TEXT PASSAGE ->
-- START --

Studio album by Jack McDuff
- Released: 1967
- Recorded: December 15 & 20, 1966, and May 23, 1967 New York City
- Genre: Soul jazz
- Label: Atlantic 1484
- Producer: Lew Futterman

Jack McDuff chronology
| Tobacco Road (1966) | Do It Now! (1967) | Double Barrelled Soul (1967) |

= Do It Now! (Jack McDuff album) =

Do It Now! is a 1967 album by the organist Brother Jack McDuff which was his third release on the Atlantic label.

==Reception==

Scott Yanow in his review for AllMusic wrote, "McDuff and his regular group of the period swing their way through five of McDuff's originals and two obscurities with plenty of spirit, if not a great deal of originality."

-- END --

STATED TASK A -> List the lines of the entries, numbered and without blank lines, from the line containing "Where can the dark" up to and including the line containing "<point>559,622</point>".
The album article and the entries have no connection to each other.

DATA LISTING ->

-- START --

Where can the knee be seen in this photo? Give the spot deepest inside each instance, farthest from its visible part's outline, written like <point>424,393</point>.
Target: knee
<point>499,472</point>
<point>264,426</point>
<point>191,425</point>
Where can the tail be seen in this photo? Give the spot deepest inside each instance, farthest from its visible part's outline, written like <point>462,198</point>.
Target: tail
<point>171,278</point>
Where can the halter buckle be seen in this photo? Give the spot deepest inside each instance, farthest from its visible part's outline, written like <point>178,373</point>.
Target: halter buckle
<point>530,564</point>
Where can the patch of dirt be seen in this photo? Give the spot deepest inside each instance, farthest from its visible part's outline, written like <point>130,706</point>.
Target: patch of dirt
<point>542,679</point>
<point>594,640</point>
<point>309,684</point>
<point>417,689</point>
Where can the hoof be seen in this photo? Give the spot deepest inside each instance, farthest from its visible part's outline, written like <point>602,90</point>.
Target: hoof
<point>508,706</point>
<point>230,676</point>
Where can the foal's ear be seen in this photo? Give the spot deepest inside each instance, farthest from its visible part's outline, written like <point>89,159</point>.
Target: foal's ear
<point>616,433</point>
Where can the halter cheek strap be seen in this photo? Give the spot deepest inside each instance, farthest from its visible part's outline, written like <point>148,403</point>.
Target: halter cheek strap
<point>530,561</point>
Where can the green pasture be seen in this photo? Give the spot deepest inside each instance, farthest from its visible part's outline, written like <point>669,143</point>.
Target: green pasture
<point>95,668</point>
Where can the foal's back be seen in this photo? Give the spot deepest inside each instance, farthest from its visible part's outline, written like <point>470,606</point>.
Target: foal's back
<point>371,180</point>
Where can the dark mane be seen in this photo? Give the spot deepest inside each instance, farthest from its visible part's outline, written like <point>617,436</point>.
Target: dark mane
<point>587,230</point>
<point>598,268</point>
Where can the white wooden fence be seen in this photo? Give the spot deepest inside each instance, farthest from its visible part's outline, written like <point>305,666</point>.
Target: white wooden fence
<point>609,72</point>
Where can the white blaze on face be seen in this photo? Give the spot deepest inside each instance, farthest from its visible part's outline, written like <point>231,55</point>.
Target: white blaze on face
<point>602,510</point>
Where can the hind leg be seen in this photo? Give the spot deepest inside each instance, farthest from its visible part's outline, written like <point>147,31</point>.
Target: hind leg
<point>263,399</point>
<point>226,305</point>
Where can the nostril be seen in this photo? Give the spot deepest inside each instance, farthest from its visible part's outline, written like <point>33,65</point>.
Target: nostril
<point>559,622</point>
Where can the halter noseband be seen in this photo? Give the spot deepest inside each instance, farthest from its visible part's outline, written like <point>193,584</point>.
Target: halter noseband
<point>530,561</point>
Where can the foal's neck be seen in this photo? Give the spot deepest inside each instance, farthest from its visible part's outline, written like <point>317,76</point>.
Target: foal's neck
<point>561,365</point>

-- END --

STATED TASK B -> Write the next part of the album article, picking up after its last sentence.

WRITTEN RESPONSE A ->
1. Where can the dark mane be seen in this photo? Give the spot deepest inside each instance, farthest from its visible part's outline, written like <point>617,436</point>.
2. Target: dark mane
3. <point>587,230</point>
4. <point>598,268</point>
5. Where can the white wooden fence be seen in this photo? Give the spot deepest inside each instance, farthest from its visible part's outline, written like <point>305,666</point>.
6. Target: white wooden fence
7. <point>609,72</point>
8. Where can the white blaze on face be seen in this photo? Give the spot deepest inside each instance, farthest from its visible part's outline, written like <point>231,55</point>.
9. Target: white blaze on face
10. <point>602,510</point>
11. Where can the hind leg be seen in this photo? Give the spot deepest inside each instance, farthest from its visible part's outline, written like <point>147,31</point>.
12. Target: hind leg
13. <point>263,399</point>
14. <point>226,305</point>
15. Where can the nostril be seen in this photo? Give the spot deepest inside each instance, farthest from its visible part's outline, written like <point>33,65</point>.
16. Target: nostril
17. <point>559,622</point>

WRITTEN RESPONSE B ->
Professional ratings
Review scores
| Source | Rating |
| AllMusic | Star |
| The Virgin Encyclopedia of Jazz | Star |

== Track listing ==
All compositions by Jack McDuff except as indicated
1. "Snap Back Jack" - 4:50
2. "Mush Melon" - 4:44
3. "Summer Samba (Samba de Verão)" (Norman Gimbel, Marcos Valle, Paulo Sérgio Valle) - 5:10
4. "Do It Now" - 5:35
5. "Strolling Blues" - 8:12
6. "Pleasant Moments" (Harold Ousley) - 6:29
7. "Mutt & Jeff" - 4:35
- Recorded in New York City on December 15, 1966 (tracks 2–5), December 20, 1966 (tracks 6 & 7) and May 23, 1967 (track 1).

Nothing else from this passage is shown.